* [TASK BRIEF]
Quote all of the data below word for word, leaving out the pictures.

Object location labeling data
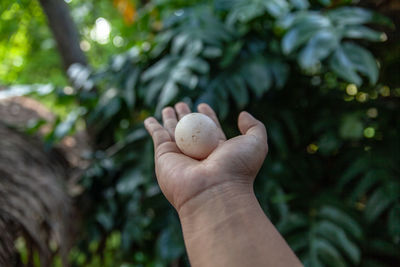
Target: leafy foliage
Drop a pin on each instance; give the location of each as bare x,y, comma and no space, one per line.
330,183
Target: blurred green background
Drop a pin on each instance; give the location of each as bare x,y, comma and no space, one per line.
323,75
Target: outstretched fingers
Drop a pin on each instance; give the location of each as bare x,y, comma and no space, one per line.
248,125
207,110
169,121
182,109
159,134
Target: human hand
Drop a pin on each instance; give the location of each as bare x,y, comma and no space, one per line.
233,164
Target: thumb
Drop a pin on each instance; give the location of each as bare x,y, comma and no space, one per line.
248,125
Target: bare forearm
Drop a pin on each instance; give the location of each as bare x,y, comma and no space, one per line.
225,226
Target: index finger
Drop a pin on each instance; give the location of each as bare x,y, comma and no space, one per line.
159,134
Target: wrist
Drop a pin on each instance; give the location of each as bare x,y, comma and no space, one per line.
216,206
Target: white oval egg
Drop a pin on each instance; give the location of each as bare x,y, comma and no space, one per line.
196,135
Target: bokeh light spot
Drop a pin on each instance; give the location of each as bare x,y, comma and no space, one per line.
312,148
369,132
372,113
351,89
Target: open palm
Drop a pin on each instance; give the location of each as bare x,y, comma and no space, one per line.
235,161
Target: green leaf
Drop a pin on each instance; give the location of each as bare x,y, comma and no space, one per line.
168,93
317,49
356,16
342,219
129,90
170,244
350,16
351,127
357,167
257,76
68,124
328,253
129,181
366,183
362,60
162,67
237,87
338,237
300,4
303,29
394,223
343,67
380,201
362,32
194,63
179,42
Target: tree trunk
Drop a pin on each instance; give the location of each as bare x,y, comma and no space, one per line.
64,31
33,199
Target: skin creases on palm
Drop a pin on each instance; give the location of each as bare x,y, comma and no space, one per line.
234,161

* [WRITTEN SOLUTION]
Target: leafy foliage
Drop a pin on each instance; give the location of each as bare x,y, comma and no space, one per line.
330,183
Target: blurred green background
Drop a pin on each instance; give the location of each as bare x,y, comma and no space, one per line.
323,75
Target: outstretched fingers
Drop a pin on each instance; give the location of each as bare x,y, comma and no space, one per line.
248,125
207,110
169,121
182,109
159,134
Target: human hand
Drop a pin on each instance; give the location of each as bare x,y, comma and no space, one per line.
233,164
Target: thumb
Drop a pin on each instance; give the location of each as bare x,y, comma and no space, one per line.
248,125
Target: bare forearm
Drop a pin on each instance; give the location of each as bare x,y, comma and no space, one per line.
225,226
Target: index finger
Drop a pin on each instance; give the location of each as bare x,y, comma and no space, one per line.
159,134
Target: wrist
Drop a pin on each instance; give the location of each as bare x,y, comma and no space, one per line.
216,206
Target: white oval egg
Drop a pin on each instance; give the location of each as bare x,y, comma and no space, one per line.
196,135
Target: bokeh light spot
Drop a pin on each instance; give the location of each as bare x,y, comma and no space, one per line.
312,148
369,132
372,113
351,89
Target: open palm
Drop a pin on each instance; give the location of each as bare x,y, comma and no space, one per line.
235,161
Target: green leaf
Drop a pin on each instance; give the location of each as bare x,y, comma and no space, one per line.
168,93
317,49
356,16
342,219
129,90
170,244
350,16
351,127
357,167
257,76
68,124
328,253
129,181
366,183
362,60
162,67
237,87
338,237
300,4
303,29
394,223
343,67
380,201
362,32
194,63
179,42
Target: tree trunk
Drop a pin on each instance; give the location of each as bare x,y, comma and no space, one per line.
64,31
33,199
Target: skin creases on palm
Drop a pin on each instance; give the location of each as bare x,y, comma and no space, one per line.
234,161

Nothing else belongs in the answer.